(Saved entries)

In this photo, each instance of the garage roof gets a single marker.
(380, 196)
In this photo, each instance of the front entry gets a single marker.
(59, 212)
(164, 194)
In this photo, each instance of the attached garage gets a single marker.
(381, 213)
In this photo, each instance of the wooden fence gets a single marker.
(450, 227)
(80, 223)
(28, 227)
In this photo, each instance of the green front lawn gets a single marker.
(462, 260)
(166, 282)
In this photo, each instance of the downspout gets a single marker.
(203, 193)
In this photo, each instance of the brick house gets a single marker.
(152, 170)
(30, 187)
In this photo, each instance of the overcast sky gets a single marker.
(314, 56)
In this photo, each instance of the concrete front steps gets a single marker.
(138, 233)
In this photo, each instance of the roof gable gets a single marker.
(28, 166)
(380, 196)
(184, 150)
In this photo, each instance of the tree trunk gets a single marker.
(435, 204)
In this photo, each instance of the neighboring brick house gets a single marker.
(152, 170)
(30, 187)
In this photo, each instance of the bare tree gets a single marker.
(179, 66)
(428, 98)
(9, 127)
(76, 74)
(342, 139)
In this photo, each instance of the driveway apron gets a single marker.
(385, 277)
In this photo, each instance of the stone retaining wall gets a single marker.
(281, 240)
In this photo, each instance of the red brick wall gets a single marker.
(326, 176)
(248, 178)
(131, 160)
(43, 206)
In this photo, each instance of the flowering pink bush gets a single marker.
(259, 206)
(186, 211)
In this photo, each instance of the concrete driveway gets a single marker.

● **WHAT IS REQUIRED**
Number each line of the records above in order, leaving out any blank lines.

● **WRITTEN ANSWER**
1. In this photo, each instance of the garage roof gets a single marker.
2. (380, 196)
3. In this photo, each instance of the front entry gets a single marker.
4. (59, 212)
5. (164, 194)
6. In this photo, each instance of the attached garage gets a single marker.
7. (381, 213)
8. In this photo, each instance of the wooden fence gets a single marker.
9. (450, 227)
10. (80, 223)
11. (28, 227)
12. In this photo, each instance of the green front lawn gets a single marker.
13. (462, 260)
14. (166, 282)
15. In this photo, each instance of the downspout gets a single marker.
16. (203, 193)
17. In this photo, each instance of the brick house gets a single marker.
18. (152, 170)
19. (30, 187)
20. In this photo, each instance of the overcast sky gets a single marker.
21. (314, 56)
22. In this photo, each instance of the concrete front steps gets a single marker.
23. (138, 233)
24. In this photo, each instance of the roof gable gets a single marker.
25. (28, 166)
26. (380, 196)
27. (184, 150)
28. In this photo, each instance of the tree trunk gets a single marker.
29. (435, 204)
30. In this photo, each instance of the neighboring brick house gets a single marker.
31. (152, 170)
32. (30, 187)
33. In this photo, each instance of the bare tree gets a single marker.
34. (179, 66)
35. (428, 98)
36. (9, 127)
37. (76, 74)
38. (342, 139)
39. In this photo, each instance of the driveway apron gets a single marker.
40. (385, 277)
41. In this photo, each instance of the stone retaining wall gets a single marker.
42. (281, 240)
43. In this photo, each instance of the red brick wall gets a single marker.
44. (326, 176)
45. (248, 178)
46. (131, 160)
47. (43, 206)
48. In this photo, each instance of the flowering pink bush gets a single marker.
49. (259, 206)
50. (186, 211)
51. In this photo, each instance of the concrete driveway gets a single marker.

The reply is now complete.